**WHAT TO DO:** Wherever a line in the data below holds "tower", copy that line.

Saved entries:
*-*-*
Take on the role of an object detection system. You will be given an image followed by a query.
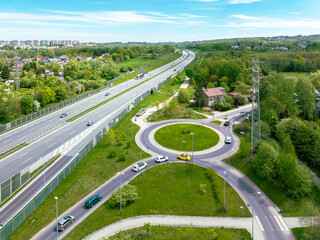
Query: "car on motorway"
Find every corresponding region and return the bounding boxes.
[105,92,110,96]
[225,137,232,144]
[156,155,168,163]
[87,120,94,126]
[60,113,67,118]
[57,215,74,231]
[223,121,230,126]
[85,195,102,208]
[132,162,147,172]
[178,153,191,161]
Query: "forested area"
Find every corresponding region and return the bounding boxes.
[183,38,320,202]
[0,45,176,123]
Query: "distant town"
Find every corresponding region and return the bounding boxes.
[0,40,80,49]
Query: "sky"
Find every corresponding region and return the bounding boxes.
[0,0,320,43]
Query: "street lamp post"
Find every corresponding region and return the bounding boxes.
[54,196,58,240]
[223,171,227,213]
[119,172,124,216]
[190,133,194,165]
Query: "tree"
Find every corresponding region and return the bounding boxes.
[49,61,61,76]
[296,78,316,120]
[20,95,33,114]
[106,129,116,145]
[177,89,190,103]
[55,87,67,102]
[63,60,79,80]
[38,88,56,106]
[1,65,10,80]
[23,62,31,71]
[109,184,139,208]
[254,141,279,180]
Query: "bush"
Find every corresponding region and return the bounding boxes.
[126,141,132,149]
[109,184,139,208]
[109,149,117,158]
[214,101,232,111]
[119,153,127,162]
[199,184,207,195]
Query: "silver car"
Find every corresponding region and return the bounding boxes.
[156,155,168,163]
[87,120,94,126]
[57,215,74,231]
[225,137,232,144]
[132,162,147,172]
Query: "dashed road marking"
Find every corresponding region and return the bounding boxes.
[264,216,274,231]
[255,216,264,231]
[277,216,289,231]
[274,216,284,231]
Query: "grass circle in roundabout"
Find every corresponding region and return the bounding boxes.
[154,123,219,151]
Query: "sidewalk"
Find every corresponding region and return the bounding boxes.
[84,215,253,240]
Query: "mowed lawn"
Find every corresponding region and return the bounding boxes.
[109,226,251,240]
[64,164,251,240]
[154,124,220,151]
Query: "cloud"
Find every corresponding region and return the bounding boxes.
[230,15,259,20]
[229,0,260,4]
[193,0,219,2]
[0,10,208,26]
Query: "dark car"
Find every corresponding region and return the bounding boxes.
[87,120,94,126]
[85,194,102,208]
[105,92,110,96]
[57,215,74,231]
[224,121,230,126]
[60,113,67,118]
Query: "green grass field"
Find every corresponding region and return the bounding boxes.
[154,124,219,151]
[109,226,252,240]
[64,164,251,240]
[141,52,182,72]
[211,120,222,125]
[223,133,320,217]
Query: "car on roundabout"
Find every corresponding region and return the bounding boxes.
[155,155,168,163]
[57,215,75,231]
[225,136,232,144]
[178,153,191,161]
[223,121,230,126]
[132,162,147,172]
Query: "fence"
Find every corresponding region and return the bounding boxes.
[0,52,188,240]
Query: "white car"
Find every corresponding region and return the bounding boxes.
*-*-*
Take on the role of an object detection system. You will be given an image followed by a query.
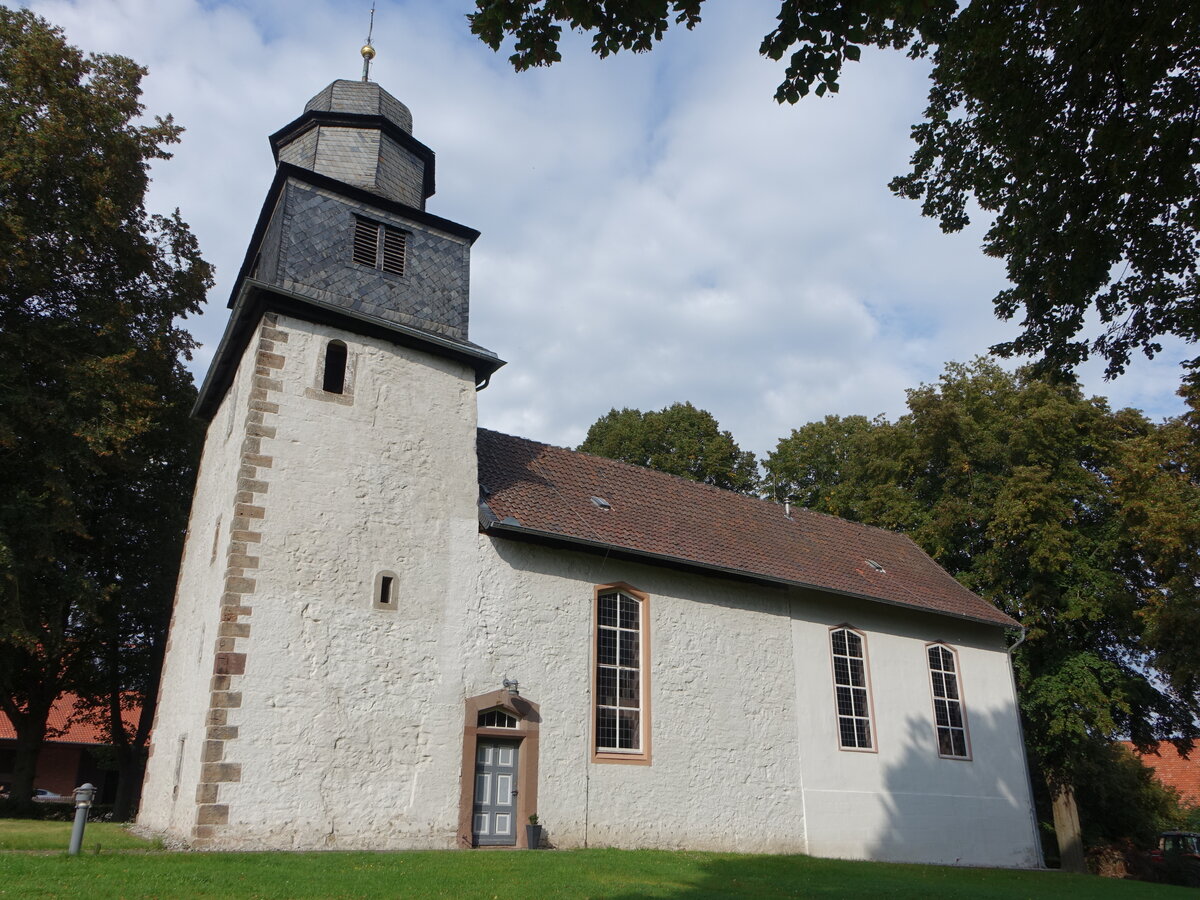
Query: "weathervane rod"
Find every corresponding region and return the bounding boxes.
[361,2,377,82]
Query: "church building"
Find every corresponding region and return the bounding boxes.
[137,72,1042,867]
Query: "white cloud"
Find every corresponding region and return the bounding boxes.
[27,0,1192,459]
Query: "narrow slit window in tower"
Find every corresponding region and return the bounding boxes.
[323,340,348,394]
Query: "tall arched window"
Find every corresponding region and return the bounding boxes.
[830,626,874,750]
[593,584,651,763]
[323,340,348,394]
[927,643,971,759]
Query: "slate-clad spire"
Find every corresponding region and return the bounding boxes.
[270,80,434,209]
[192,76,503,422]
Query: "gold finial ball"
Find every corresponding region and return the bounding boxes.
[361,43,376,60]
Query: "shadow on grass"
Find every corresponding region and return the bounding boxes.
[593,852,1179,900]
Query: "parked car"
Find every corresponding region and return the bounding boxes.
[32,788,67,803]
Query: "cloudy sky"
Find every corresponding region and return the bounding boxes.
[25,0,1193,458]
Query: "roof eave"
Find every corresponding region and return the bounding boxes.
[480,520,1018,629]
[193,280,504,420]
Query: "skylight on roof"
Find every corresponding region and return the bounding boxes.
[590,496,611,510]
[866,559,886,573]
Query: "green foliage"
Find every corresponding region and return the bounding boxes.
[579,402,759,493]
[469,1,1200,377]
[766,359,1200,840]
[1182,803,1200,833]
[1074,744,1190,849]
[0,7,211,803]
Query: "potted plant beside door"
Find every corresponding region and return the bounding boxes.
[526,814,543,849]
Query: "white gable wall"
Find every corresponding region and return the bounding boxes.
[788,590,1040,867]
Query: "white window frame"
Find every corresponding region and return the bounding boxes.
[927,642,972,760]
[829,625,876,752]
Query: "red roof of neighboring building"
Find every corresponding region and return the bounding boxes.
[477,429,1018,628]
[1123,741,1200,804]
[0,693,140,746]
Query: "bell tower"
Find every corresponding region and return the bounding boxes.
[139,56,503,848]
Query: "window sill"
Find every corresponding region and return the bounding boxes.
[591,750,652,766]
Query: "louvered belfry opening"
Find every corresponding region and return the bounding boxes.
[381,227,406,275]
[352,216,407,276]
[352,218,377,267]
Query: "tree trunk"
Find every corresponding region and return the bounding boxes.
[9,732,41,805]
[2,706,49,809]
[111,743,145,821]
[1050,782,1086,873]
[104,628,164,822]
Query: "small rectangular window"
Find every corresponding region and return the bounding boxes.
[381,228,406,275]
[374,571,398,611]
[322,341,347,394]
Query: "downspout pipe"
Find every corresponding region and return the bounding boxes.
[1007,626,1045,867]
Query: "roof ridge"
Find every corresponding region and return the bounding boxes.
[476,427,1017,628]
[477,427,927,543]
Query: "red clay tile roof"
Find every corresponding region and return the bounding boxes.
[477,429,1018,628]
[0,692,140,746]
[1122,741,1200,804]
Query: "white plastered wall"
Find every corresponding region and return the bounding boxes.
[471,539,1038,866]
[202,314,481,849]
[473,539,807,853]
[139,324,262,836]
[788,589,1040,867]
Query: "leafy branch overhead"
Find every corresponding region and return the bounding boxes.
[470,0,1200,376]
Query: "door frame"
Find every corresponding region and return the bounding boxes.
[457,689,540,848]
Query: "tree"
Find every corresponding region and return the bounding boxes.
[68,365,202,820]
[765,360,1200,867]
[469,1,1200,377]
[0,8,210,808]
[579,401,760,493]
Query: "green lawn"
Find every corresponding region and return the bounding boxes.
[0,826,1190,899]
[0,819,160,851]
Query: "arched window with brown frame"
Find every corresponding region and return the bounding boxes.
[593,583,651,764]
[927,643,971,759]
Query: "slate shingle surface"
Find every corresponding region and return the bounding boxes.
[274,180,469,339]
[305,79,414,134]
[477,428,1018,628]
*-*-*
**WRITTEN ANSWER:**
Query: "narrow slit window in tower"
Query: "bell tower"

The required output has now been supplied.